• **REQUEST**:
Count the lines in the rows below that contain the string "wing", treating uppercase and lowercase as different, and give only that number.

Region-labeling records:
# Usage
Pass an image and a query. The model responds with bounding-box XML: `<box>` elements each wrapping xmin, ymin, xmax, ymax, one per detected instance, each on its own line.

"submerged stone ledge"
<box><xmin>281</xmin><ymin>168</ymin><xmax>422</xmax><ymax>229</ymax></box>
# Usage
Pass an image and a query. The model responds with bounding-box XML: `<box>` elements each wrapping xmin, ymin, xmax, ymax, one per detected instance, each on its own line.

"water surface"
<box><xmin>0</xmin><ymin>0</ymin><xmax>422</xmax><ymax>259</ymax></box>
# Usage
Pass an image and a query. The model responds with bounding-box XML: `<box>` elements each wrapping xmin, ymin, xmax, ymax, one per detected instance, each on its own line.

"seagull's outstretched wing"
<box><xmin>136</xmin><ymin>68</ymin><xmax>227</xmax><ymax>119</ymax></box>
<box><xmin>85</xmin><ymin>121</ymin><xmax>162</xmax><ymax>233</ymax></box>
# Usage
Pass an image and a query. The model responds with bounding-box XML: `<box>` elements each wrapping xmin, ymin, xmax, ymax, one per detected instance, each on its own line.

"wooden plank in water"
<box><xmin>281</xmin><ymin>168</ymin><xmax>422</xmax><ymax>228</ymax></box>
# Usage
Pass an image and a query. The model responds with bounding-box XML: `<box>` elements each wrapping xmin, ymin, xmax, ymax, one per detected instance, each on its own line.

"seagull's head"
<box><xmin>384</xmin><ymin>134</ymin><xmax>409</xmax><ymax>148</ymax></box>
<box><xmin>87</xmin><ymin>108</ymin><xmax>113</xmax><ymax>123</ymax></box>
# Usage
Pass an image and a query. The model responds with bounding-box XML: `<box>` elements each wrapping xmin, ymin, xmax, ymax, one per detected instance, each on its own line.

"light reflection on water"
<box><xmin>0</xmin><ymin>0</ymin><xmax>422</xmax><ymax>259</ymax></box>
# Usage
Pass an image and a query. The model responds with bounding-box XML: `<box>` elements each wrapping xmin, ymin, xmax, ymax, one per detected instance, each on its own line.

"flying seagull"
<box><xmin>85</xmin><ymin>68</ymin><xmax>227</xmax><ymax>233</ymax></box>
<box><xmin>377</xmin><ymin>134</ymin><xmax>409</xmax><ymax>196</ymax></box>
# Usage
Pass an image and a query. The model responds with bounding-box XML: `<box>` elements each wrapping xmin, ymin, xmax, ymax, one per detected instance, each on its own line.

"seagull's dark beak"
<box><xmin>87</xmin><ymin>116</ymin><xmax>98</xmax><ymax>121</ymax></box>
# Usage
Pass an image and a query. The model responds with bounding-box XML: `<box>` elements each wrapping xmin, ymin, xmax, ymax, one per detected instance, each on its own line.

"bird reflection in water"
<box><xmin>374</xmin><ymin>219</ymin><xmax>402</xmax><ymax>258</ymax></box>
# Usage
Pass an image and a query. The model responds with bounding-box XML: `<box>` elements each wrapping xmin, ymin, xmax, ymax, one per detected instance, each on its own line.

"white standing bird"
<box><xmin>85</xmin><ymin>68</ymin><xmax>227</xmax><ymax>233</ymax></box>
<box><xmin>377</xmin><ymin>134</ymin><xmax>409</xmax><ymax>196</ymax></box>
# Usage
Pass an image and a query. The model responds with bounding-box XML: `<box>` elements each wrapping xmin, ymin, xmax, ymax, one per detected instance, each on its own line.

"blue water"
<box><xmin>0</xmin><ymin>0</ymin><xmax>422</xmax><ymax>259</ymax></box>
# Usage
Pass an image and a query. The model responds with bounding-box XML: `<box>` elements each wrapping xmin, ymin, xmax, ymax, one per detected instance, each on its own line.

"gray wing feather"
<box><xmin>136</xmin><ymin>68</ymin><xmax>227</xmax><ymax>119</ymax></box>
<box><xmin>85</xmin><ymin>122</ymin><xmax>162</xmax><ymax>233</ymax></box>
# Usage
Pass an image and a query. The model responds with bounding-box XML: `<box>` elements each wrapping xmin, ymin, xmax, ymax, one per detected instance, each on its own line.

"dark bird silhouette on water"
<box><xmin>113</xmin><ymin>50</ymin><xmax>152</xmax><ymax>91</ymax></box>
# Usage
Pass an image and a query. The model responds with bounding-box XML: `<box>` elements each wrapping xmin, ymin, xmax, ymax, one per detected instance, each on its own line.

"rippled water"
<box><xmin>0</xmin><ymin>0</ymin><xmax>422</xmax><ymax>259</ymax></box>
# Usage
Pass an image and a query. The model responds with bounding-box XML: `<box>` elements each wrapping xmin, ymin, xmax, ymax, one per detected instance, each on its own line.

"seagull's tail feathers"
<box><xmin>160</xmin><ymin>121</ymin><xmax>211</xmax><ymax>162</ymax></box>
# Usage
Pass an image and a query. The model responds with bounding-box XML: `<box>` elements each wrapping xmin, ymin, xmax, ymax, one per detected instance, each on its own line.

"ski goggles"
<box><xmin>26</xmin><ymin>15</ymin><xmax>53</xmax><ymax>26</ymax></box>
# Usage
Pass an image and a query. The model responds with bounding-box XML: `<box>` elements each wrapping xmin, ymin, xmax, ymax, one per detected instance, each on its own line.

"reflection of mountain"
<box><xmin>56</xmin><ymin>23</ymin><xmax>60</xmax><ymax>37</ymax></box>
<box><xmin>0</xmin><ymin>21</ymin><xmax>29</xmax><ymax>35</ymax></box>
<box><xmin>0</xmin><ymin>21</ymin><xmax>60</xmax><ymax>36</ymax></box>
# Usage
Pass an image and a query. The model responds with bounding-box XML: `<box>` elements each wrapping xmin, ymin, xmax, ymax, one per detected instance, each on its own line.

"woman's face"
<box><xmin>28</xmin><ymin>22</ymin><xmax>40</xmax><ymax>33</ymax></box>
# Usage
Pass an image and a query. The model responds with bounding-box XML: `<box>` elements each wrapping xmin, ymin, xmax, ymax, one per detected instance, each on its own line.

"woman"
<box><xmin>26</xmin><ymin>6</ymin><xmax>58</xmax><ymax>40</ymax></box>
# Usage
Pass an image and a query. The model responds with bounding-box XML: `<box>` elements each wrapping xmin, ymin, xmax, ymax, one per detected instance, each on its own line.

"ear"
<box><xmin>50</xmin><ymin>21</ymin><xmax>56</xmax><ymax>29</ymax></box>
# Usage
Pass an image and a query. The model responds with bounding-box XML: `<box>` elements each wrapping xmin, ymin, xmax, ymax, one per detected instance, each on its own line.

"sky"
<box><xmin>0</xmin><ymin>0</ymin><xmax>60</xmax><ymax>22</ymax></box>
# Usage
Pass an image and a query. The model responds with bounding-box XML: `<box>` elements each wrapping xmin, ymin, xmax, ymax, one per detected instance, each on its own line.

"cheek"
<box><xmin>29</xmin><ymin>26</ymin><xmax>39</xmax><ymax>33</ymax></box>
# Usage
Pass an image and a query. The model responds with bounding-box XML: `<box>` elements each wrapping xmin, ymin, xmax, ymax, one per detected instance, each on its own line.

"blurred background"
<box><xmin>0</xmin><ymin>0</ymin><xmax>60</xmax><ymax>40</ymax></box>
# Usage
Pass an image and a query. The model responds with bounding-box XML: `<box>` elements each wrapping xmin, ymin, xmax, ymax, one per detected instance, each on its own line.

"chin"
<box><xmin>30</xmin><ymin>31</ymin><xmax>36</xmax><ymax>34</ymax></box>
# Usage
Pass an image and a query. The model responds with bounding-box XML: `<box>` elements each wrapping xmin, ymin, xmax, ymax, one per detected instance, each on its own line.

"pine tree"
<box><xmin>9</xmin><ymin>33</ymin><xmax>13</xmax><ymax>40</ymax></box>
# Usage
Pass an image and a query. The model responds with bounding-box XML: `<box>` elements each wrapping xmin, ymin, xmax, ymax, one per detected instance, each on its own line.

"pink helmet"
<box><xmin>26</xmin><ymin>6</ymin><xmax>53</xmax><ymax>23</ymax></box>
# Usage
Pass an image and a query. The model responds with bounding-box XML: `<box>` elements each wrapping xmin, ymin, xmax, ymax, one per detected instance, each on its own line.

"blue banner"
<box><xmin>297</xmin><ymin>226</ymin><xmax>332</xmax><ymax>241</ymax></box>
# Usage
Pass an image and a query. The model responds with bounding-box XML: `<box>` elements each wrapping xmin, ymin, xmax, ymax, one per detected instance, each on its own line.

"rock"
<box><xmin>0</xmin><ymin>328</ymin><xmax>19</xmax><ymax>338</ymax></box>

• **ANSWER**:
2